— SELECTED TEXT —
The Paris Review’s seven-decade history reveals how a magazine founded in postwar Paris became one of the most influential engines of contemporary literature. Through its groundbreaking interviews, early publication of writers who later defined entire movements, and a prize system that offers tangible support to emerging talent, the magazine has shaped both the craft and the careers of generations of authors. Its ongoing editorial approach, rooted in curiosity and a commitment to new voices, continues to guide the direction of modern writing.


Since its founding in Paris in 1953 by Peter Matthiessen, Harold L. Humes, and George Plimpton, The Paris Review has remained one of the most influential forces in contemporary literature, shaping taste, nurturing new talent, and defining the contours of modern literary culture. From the earliest issues—published in cramped Left Bank apartments before the magazine relocated to New York in 1973—the editors committed themselves to a mission that has never wavered:, celebrating the craft of writing by placing the writer, not the critic, at the center of the page.

— GIVEN INFORMATION —
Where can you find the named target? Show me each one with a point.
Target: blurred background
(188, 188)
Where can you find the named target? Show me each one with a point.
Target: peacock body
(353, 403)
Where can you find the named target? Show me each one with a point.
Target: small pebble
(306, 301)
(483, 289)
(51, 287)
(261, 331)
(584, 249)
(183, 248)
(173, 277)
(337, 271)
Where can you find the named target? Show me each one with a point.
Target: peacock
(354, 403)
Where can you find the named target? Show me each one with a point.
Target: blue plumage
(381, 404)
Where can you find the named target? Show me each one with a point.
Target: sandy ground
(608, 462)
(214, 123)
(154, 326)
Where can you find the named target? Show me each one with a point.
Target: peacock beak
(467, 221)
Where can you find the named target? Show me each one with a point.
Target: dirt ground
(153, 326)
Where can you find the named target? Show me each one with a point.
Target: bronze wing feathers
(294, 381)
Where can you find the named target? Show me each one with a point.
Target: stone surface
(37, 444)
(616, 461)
--
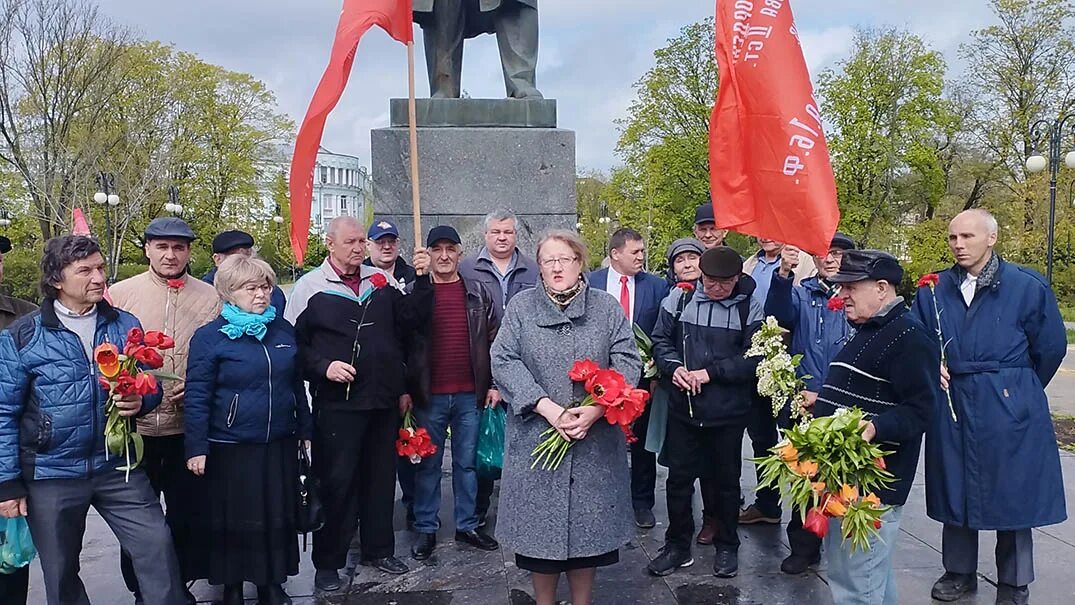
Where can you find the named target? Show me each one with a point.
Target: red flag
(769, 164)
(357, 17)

— COMPLETE THE FOLLOWING —
[1] According to the Paris Review text, in what year did the magazine move to New York?
[2] Carry on the text about The Paris Review from the point where it stops.
None of the rows is needed for what follows.

— OUTPUTS IN ORDER —
[1] 1973

[2]
From the start, the magazine distinguished itself by rejecting the prevailing academic tone of postwar literary journals. Its founders believed that stories, poems, and interviews should reach readers without the mediation of scholarly interpretation. That philosophy defined the launch of its now-iconic Writers at Work series, beginning with an interview with E. M. Forster in the inaugural issue. The series has since grown into an extraordinary archive of more than four hundred interviews with figures such as Ernest Hemingway, William Faulkner, Toni Morrison, and Jorge Luis Borges—an unparalleled documentary record of how some of the most acclaimed writers of the past century understood their own work.


The magazine’s editorial vision quickly made it a proving ground for new voices. Within its first years, The Paris Review published early work by writers who would later become central figures in American and global literature, including Jack Kerouac, Adrienne Rich, Philip Roth, and V. S. Naipaul. Its pages offered a rare mix: established literary giants in conversation with editors, emerging writers finding their footing, and experimental voices pushing against the limits of form.


That combination of artistic ambition and editorial rigor has sustained the magazine’s reputation for more than seven decades. With each issue, The Paris Review continues to expand the possibilities of contemporary storytelling, serving as both a repository of literary history and a launchpad for the next generation of groundbreaking writers.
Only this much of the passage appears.